> **Task details**: Return every one of the lines below word for word, without changing anything.

> **Data shown**:
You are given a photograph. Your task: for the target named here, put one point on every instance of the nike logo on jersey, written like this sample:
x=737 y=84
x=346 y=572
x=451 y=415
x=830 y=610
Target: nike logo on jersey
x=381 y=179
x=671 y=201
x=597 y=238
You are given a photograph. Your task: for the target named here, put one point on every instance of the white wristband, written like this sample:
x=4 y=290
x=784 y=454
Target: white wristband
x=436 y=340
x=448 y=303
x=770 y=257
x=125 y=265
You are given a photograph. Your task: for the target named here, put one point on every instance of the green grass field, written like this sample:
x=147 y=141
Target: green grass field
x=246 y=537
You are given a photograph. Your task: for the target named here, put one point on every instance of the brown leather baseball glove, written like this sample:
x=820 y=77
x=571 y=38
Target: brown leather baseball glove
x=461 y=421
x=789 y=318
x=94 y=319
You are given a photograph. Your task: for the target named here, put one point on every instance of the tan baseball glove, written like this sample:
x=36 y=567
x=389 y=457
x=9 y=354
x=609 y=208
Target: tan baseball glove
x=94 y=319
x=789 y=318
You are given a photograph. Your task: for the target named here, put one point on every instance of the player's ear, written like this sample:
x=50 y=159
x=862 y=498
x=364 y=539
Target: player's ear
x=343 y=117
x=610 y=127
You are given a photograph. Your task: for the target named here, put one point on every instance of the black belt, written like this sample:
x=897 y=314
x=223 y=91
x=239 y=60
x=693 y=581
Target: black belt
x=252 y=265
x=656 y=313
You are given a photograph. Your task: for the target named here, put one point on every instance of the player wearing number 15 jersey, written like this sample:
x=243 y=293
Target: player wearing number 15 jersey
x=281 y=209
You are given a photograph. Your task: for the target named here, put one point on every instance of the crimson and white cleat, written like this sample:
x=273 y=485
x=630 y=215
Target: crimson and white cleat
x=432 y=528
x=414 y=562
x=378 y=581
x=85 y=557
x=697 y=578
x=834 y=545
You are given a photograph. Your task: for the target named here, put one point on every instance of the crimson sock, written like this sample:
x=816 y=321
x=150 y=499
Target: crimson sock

> **Written response**:
You are given a photograph. Your task: for the target named here, put one point on every instance of the nike logo on jersey, written like this sample:
x=737 y=84
x=346 y=572
x=451 y=415
x=830 y=610
Target: nike logo on jersey
x=381 y=179
x=671 y=201
x=597 y=238
You are given a photograph. Your task: for the target named here, put one point on every instance of the white wristband, written like this sample:
x=4 y=290
x=784 y=454
Target: white wristband
x=436 y=340
x=448 y=303
x=770 y=257
x=125 y=265
You are given a photograph. Your task: for the target named here, put one point on every instance of the green grass field, written like this sample:
x=147 y=141
Target: green grass field
x=246 y=537
You are given a photograph. Your task: for the target named here, put one point on every instance of the brown leather baseball glove, written like this sample:
x=820 y=77
x=571 y=38
Target: brown leather baseball glove
x=461 y=421
x=789 y=318
x=94 y=319
You are given a photograph. Your task: for the target named here, put one point on every instance of the tan baseball glove, written like this sample:
x=36 y=567
x=389 y=457
x=9 y=354
x=609 y=208
Target: tan baseball glove
x=94 y=319
x=789 y=318
You are given a photograph. Your task: for the target named here, put one point on every instance of the player's ear, written like this sample:
x=50 y=159
x=862 y=498
x=364 y=539
Target: player's ear
x=343 y=117
x=610 y=127
You are given a photograph. Your task: for the target named here, put one point on every instance of the black belt, written like this sample:
x=897 y=314
x=223 y=91
x=239 y=60
x=693 y=581
Target: black belt
x=252 y=265
x=656 y=313
You are given a photograph. Your task: for the target named here, put one point on every instance of the player wearing number 15 jersey, written like this sample:
x=243 y=293
Target: player wearing number 15 jersey
x=281 y=209
You are given a photograph. Your task: for the target named here, put one point on every instance of the crimson and white cleat, written like this sample:
x=273 y=485
x=630 y=215
Target: crimson and white cleat
x=432 y=528
x=414 y=562
x=378 y=581
x=85 y=557
x=697 y=578
x=834 y=545
You are given a photograph. Your task: for the target named here, put one point on every instance of the crimson sock, written like this sample:
x=816 y=321
x=150 y=499
Target: crimson sock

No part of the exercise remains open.